EXTRACT ::
--

Have you ever have one of those friends who never answers a question directly? Often times it’s frustrating, you just want a simple answer to a simple question, instead you’re given some lofty philosophical catechism that leaves you with more questions than you started with.
As one of those people who strives to give those cryptic replies I know that the point of those replies is to help the person asking the question grasp a deeper truth than they had asked. The reply is trying to bring people to an ‘aha’ moment where they see some deeper truth. Jesus loves to answer like this and in his answer to the rich young ruler in Matthew 19:16-30, Mark 10, and Luke 18 is he is doing just that.
The ruler asks a simple question, “what must I do to enter the kingdom of heaven”. Especially in todays age we would expect a 4 step plan in reply. Instead Jesus replies, “why do you call me good? Only God is good.”
We all know that Jesus goes on to ask if he has followed the commands and then bids the man give up all he has and follow him but we often skip over this first question too quickly. It is in this first question that Jesus wanted the man to gain his ‘aha’ moment.
So how would we answer the question? “why do we call Jesus good? No one is good but God.”
Jesus has left us with two options.
Option one: We shouldn’t call Jesus good because he is not God. But that leaves us with some rather frightening and perplexing theology. If Jesus is not good then he can’t be the perfect sacrifice, meaning his sacrifice could not cover our sin. (Hebrews 10:14).

--

PROVIDED RECORDS ::
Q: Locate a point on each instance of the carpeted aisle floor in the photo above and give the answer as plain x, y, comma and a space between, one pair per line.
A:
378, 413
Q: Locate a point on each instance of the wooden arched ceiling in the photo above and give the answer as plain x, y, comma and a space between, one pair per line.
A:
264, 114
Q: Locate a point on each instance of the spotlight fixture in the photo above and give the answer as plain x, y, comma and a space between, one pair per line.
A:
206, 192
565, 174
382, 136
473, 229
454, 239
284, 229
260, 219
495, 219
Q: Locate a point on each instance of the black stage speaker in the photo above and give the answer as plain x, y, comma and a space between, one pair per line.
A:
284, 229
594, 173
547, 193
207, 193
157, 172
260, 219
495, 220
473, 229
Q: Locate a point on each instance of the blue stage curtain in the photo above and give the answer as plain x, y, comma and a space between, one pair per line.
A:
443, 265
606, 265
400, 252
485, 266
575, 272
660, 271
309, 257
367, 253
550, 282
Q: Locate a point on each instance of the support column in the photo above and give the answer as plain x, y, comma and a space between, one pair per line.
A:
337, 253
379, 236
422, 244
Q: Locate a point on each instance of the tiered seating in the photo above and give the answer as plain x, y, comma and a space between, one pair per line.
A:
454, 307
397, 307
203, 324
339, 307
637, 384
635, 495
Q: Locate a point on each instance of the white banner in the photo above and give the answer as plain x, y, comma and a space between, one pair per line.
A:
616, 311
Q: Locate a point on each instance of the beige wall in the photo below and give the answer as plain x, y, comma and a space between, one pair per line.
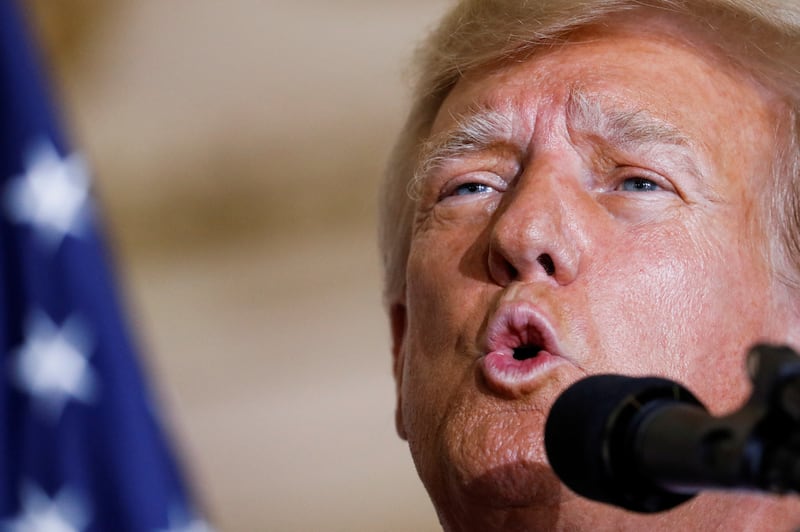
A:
237, 147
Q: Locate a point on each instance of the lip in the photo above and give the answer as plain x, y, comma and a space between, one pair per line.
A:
515, 325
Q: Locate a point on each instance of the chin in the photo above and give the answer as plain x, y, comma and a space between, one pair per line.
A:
496, 461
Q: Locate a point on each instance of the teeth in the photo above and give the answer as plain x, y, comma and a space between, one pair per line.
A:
525, 352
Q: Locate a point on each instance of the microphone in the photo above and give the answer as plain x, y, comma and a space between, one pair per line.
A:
647, 444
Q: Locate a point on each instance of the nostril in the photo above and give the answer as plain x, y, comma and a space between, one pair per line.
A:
547, 263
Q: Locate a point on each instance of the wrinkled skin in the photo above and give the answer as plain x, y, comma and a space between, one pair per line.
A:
635, 258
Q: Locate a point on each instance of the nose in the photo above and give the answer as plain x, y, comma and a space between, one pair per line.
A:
540, 229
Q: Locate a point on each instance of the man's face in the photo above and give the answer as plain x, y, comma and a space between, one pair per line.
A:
596, 208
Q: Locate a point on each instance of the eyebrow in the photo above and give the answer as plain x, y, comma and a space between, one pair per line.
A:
621, 127
482, 127
476, 130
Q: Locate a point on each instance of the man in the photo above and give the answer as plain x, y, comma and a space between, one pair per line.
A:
588, 187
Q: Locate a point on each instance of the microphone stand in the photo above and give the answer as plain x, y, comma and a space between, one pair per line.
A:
755, 448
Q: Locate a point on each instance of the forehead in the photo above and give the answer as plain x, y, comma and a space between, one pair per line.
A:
621, 67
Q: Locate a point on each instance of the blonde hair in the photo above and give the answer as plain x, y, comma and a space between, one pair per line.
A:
761, 37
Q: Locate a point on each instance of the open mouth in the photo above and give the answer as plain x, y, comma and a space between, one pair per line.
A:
527, 352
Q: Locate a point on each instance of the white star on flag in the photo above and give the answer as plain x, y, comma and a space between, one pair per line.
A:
52, 195
52, 364
40, 513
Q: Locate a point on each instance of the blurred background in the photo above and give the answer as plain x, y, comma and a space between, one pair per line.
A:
237, 148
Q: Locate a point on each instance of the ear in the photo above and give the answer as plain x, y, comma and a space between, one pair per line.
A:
397, 317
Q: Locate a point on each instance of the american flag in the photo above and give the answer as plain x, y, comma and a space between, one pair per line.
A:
81, 443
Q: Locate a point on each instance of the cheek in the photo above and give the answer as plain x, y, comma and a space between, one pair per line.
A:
674, 305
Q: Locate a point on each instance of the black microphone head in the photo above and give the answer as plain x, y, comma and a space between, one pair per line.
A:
588, 440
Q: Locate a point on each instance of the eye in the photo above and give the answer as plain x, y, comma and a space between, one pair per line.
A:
467, 189
639, 184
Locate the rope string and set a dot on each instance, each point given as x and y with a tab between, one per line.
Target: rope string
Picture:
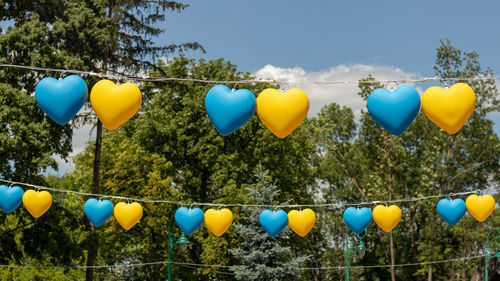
340	267
252	81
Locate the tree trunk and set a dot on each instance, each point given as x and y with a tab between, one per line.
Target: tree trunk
393	275
92	250
463	251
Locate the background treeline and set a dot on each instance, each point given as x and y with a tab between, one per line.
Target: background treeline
171	151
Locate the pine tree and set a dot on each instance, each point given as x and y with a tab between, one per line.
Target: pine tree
262	257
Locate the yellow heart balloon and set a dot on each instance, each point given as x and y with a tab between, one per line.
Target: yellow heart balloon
386	217
449	108
301	222
218	221
115	105
127	215
282	113
480	207
37	203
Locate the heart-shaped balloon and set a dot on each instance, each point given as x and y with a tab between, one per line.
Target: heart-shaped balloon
281	112
37	203
301	222
98	211
451	211
10	198
61	99
449	108
127	215
229	110
480	207
189	220
358	219
273	222
115	104
394	111
218	221
387	217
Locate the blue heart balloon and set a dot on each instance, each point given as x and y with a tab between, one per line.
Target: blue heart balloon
452	211
358	219
61	99
273	222
10	198
229	110
98	211
394	111
189	220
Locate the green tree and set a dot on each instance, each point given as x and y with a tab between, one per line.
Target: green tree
198	165
99	35
260	256
365	162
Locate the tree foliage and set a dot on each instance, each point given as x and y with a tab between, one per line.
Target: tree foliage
261	257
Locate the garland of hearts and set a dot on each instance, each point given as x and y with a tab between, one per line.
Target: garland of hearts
230	109
218	221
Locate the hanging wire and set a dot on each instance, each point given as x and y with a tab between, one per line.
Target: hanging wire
218	205
251	81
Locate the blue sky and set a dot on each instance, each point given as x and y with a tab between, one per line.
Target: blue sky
337	40
332	40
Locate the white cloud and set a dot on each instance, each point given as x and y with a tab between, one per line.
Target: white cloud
343	94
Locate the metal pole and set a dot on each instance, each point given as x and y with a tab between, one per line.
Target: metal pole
487	249
170	246
346	258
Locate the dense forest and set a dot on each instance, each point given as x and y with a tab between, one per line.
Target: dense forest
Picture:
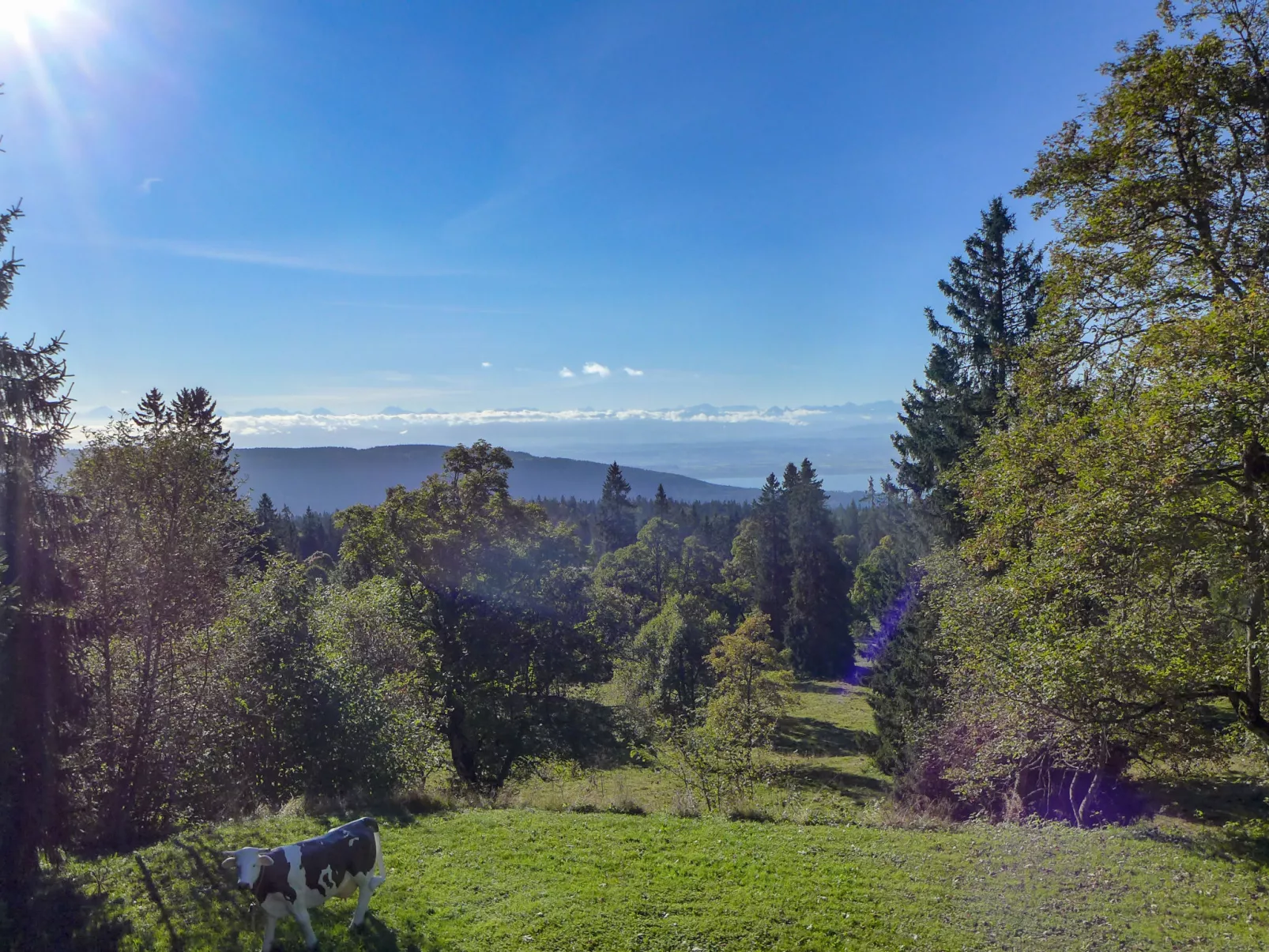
1064	581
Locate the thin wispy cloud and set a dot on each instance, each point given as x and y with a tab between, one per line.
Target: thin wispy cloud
268	423
333	264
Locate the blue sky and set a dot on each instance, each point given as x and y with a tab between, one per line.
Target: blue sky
301	203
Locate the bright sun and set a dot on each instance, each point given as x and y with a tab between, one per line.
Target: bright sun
21	18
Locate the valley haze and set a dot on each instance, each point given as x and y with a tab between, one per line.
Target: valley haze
734	446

--

WORK INSTRUCTIONS ::
A) Transcribe part of the passage, beginning at the words "We all know" and stopping after "sin. (Hebrews 10:14).".
B) Gather every line of the records that contains the word "hanging".
The records have no connection to the passage about the rich young ruler.

FINAL ANSWERS ::
A)
We all know that Jesus goes on to ask if he has followed the commands and then bids the man give up all he has and follow him but we often skip over this first question too quickly. It is in this first question that Jesus wanted the man to gain his ‘aha’ moment.
So how would we answer the question? “why do we call Jesus good? No one is good but God.”
Jesus has left us with two options.
Option one: We shouldn’t call Jesus good because he is not God. But that leaves us with some rather frightening and perplexing theology. If Jesus is not good then he can’t be the perfect sacrifice, meaning his sacrifice could not cover our sin. (Hebrews 10:14).

B)
Locate the hanging wire and set a dot on each instance, each point given as x and y with a tab between, one per line.
Target: hanging wire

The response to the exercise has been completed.